:: PROBLEM REQUIREMENTS ::
Copy out again, unchanged, the part of the entries that opens with the line containing "[segment] gray concrete slab" and closes with the line containing "[[484,34],[479,32],[455,51],[455,70],[465,68],[484,56]]", both of those lines included.

————

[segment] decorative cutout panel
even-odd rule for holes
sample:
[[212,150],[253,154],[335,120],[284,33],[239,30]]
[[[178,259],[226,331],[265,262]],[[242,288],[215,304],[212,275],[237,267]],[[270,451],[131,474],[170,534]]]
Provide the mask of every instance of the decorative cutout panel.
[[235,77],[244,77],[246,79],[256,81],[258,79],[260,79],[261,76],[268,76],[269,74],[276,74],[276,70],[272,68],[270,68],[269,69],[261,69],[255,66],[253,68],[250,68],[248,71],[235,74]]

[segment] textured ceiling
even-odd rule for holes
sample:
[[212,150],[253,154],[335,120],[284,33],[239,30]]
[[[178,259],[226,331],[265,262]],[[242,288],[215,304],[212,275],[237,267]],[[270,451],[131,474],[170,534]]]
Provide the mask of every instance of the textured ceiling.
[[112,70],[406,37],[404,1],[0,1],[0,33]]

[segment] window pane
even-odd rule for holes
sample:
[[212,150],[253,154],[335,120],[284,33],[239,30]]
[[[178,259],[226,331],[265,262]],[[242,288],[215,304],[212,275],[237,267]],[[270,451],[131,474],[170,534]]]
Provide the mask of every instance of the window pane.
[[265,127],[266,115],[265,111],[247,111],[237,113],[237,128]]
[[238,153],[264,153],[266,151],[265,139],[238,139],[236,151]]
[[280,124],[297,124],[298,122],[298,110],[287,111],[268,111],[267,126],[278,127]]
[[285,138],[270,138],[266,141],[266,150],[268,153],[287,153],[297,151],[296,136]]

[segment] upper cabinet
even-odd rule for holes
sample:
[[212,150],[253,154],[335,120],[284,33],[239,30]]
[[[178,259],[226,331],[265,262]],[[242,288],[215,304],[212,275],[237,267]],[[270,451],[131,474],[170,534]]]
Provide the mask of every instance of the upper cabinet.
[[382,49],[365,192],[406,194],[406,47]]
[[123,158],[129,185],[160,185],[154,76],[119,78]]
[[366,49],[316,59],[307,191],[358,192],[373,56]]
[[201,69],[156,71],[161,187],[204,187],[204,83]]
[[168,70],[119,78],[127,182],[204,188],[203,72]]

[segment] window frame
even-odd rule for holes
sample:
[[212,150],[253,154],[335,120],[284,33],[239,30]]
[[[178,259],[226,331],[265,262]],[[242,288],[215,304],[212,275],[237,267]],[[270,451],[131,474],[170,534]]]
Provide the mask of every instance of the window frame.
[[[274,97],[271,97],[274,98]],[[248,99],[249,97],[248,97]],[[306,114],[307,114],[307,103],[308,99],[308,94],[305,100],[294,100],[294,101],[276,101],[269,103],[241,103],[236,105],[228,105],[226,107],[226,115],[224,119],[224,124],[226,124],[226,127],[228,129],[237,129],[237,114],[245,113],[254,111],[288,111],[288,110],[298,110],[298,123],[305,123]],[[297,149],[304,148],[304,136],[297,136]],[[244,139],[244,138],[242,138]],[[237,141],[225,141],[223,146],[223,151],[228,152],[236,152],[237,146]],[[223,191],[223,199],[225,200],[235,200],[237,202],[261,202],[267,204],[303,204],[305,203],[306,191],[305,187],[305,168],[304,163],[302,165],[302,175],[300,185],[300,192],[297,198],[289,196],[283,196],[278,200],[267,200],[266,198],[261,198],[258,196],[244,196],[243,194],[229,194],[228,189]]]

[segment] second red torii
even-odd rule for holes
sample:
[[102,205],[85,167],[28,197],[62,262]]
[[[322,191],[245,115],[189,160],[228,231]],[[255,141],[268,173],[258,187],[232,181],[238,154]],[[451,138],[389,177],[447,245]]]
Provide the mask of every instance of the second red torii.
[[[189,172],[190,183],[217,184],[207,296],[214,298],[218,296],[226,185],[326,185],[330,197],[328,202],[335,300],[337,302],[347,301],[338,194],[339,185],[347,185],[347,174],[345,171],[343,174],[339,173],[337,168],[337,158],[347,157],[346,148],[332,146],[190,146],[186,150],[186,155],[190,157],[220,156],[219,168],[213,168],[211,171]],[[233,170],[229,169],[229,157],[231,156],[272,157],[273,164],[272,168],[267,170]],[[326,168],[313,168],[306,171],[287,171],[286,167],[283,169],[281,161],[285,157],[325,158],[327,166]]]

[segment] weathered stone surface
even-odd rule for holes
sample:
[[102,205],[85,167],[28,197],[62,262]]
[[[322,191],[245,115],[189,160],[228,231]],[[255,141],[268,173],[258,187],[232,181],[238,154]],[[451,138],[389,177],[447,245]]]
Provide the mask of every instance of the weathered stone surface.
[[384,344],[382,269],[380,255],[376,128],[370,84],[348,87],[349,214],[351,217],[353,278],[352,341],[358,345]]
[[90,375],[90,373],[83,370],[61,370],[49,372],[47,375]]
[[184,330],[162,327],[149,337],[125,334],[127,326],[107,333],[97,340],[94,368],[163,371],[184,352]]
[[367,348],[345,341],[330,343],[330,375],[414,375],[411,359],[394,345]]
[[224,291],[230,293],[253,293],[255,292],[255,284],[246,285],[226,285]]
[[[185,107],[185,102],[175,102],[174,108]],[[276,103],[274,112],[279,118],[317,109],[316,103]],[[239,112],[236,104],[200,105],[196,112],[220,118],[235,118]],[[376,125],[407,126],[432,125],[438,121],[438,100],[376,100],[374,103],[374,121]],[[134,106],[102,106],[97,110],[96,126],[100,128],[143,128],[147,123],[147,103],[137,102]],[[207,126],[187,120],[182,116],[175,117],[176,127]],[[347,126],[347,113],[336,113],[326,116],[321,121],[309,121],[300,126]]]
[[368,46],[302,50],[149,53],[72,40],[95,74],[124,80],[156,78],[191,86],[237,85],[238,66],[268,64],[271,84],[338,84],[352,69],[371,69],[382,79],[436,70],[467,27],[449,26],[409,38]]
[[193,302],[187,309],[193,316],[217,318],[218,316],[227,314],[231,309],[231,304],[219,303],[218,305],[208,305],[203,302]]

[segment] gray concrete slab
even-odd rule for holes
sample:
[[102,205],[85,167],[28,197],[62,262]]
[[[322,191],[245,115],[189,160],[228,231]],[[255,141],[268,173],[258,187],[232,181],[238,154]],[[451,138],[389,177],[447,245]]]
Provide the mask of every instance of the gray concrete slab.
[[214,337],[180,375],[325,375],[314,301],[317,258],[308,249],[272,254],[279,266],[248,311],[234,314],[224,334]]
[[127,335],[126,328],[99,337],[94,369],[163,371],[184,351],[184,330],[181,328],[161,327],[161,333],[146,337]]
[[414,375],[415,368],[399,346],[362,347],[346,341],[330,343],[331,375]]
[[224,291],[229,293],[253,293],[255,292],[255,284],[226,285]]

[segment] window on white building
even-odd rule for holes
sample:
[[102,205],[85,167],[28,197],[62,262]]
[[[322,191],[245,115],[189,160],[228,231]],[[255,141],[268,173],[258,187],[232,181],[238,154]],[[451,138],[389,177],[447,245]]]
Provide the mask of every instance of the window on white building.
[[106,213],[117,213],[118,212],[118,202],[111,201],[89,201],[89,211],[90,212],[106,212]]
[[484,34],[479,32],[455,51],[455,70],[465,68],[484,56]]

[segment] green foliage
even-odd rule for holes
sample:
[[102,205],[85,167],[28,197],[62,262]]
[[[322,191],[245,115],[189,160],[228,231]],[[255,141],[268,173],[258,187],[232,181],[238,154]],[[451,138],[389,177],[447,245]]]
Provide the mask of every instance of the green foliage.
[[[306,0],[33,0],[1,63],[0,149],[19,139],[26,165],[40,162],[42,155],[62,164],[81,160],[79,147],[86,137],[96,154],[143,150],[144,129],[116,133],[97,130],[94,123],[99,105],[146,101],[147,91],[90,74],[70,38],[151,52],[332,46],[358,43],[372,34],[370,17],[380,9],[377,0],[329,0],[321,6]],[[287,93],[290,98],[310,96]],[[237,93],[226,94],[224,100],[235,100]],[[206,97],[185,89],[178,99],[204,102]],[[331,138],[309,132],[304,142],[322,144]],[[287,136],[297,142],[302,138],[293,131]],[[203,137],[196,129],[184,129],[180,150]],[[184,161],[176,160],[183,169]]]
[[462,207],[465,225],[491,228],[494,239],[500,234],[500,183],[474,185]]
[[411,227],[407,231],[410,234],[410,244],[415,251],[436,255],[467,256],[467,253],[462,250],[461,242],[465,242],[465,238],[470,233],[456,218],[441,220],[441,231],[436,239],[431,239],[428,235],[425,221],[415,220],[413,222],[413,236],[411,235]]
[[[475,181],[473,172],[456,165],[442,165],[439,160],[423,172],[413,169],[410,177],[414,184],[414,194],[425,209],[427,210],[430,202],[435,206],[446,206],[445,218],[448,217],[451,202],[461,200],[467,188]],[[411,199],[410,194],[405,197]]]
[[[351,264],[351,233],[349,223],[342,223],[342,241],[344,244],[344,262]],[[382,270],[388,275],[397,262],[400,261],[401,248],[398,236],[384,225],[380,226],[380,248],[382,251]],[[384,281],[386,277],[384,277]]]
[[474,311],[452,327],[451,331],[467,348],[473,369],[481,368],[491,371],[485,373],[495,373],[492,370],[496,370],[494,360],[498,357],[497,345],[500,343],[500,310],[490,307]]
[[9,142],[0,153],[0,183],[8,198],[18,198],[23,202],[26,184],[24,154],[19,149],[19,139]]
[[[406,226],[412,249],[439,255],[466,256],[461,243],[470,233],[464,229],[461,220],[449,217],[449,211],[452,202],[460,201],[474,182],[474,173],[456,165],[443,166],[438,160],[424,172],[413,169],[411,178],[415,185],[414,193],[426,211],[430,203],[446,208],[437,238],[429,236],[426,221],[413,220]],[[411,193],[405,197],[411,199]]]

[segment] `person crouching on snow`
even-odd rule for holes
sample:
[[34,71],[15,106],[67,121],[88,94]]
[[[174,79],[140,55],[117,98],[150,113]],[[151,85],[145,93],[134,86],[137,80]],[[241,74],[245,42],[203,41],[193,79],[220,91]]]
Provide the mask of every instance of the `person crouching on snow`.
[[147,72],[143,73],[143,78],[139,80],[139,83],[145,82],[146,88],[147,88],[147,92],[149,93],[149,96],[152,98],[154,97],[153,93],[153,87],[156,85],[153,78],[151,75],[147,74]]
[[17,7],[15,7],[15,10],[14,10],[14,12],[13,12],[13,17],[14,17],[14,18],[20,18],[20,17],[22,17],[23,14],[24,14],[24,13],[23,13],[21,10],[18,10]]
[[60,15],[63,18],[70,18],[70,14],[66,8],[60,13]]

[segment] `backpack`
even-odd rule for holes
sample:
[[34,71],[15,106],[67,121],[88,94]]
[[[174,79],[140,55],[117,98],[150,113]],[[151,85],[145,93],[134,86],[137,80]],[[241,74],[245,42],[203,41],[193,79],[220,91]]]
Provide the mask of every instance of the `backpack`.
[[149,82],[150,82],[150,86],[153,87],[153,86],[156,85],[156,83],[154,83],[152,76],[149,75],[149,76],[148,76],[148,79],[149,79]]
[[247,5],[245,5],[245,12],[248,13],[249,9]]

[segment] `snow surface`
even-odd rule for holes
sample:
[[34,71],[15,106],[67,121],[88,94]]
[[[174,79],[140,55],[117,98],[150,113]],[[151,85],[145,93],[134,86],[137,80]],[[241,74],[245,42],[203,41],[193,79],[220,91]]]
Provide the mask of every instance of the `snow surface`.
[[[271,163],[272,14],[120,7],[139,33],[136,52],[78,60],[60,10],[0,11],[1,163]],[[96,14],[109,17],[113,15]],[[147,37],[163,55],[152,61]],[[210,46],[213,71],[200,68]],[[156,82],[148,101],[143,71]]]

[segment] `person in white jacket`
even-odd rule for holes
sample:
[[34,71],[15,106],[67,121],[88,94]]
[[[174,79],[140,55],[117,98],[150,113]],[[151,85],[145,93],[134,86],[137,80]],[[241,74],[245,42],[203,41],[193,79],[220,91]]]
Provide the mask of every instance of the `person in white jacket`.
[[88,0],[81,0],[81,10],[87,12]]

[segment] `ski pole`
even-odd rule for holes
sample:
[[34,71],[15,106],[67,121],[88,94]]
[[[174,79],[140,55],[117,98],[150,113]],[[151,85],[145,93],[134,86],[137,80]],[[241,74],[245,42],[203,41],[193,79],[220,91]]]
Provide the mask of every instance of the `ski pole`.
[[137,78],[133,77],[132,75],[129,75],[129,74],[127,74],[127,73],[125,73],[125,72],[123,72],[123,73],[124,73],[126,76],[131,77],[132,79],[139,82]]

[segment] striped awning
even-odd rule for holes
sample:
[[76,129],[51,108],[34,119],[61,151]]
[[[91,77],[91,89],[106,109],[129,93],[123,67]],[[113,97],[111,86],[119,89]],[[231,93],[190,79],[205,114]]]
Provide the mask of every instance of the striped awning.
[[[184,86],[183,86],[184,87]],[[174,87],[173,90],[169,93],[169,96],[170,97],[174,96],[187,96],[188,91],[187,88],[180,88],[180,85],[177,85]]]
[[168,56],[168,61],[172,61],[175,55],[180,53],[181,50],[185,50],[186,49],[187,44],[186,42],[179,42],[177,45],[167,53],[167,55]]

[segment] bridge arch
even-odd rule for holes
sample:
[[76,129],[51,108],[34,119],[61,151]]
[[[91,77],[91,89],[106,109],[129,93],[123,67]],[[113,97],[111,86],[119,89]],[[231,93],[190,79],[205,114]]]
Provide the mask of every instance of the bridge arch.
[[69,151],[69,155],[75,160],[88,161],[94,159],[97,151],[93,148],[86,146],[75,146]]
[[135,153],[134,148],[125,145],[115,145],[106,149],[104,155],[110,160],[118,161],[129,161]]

————

:: SOLUTION FOR THIS EXERCISE ::
[segment] gray concrete slab
even-odd rule for holes
sample:
[[102,205],[85,167],[28,197],[62,262]]
[[[322,191],[245,115],[189,160],[228,231]],[[255,141],[268,173],[258,187],[232,181],[238,154]],[[451,138],[389,177],[447,245]]]
Provide the mask of every instance of the gray concrete slab.
[[214,337],[180,375],[325,375],[314,301],[317,258],[308,249],[272,254],[279,266],[248,311],[234,314],[224,334]]
[[127,335],[126,328],[99,337],[94,369],[163,371],[184,351],[184,330],[181,328],[161,327],[161,333],[146,337]]
[[414,375],[415,368],[399,346],[362,347],[346,341],[330,343],[331,375]]
[[224,291],[229,293],[253,293],[255,292],[255,284],[226,285]]

[segment] window on white building
even-odd rule for holes
sample:
[[102,205],[85,167],[28,197],[62,262]]
[[[322,191],[245,115],[189,160],[228,231]],[[255,141],[268,173],[258,187],[232,181],[238,154]],[[451,138],[389,177],[447,245]]]
Provide the mask of every instance of the window on white building.
[[106,213],[117,213],[118,212],[118,202],[111,201],[89,201],[89,211],[90,212],[106,212]]
[[484,34],[479,32],[455,51],[455,70],[465,68],[484,56]]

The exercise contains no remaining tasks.